Aim of the exercise: What you return must match the records exactly, line for line.

Records for this exercise:
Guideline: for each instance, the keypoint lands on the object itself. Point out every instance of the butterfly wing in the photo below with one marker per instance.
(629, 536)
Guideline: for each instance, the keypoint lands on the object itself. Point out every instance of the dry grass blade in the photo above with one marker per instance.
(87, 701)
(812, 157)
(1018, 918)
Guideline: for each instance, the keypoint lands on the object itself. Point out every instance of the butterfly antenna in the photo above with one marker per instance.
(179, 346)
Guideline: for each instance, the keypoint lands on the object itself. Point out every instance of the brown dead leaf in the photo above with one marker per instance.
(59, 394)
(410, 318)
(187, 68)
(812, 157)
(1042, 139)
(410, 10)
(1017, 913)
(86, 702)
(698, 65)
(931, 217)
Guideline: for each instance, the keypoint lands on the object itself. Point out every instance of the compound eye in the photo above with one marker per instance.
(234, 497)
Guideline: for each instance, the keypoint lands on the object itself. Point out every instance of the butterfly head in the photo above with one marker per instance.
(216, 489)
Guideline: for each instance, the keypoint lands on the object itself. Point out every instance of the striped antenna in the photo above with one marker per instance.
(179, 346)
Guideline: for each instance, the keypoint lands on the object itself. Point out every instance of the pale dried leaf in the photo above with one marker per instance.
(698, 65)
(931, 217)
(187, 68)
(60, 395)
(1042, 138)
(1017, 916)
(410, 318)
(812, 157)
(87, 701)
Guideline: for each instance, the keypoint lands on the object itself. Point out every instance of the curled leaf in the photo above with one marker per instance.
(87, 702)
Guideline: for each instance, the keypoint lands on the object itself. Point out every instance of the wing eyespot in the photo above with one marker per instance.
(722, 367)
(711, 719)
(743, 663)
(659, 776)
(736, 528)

Solution to the problem:
Guideline: for each instance, the keypoint lands on the object itself. Point out every instance of the butterfly wing in the photo below with one marker per instance.
(629, 536)
Guideline: for each instance, the keypoint lands on the object itself. Point out every instance of the dry grass blade in the photo above with one marker per instance.
(87, 701)
(812, 157)
(1018, 918)
Guideline: for each instance, the keypoint lands on the object itself. Point out every instance of the butterfly antenna in the photo above with one marker per instance.
(179, 346)
Guideline: for each instance, the keypoint lands on the object itself. Point out every instance of the brown dead leaf in the photo above with one marker per instance.
(59, 394)
(410, 318)
(187, 68)
(812, 157)
(1042, 139)
(410, 10)
(1017, 913)
(86, 702)
(698, 65)
(931, 217)
Guideline: for each instance, the keypoint lands on the object itself. Point out every instance of the compound eye in the photo above with one marker per instance.
(234, 497)
Guideline: for each instance, the keypoint lands on the object itself. Point out every instance of the butterfly head in the photo above with one marker per instance.
(216, 489)
Guideline: for each instance, the keypoint lands on the object itself. Point out every instance of the striped antenna in the photo above with one marker per instance.
(179, 346)
Guideline: for each instance, the keypoint lands on the object itself. Point out every instance of the pale dried leaf in the photo above with one marker per instance.
(698, 65)
(931, 217)
(187, 68)
(60, 395)
(1042, 138)
(1017, 916)
(410, 318)
(812, 157)
(87, 701)
Guideline: for each instance, the keypoint lands on the object itself. Point out every instance of the curled leaf in the photo above with one marker per instance.
(87, 702)
Guideline: for each instance, the keypoint lands on the object itself. Point out every instance of the wing eyespot in the photo above with one marker per instance.
(722, 367)
(711, 719)
(743, 663)
(659, 776)
(736, 528)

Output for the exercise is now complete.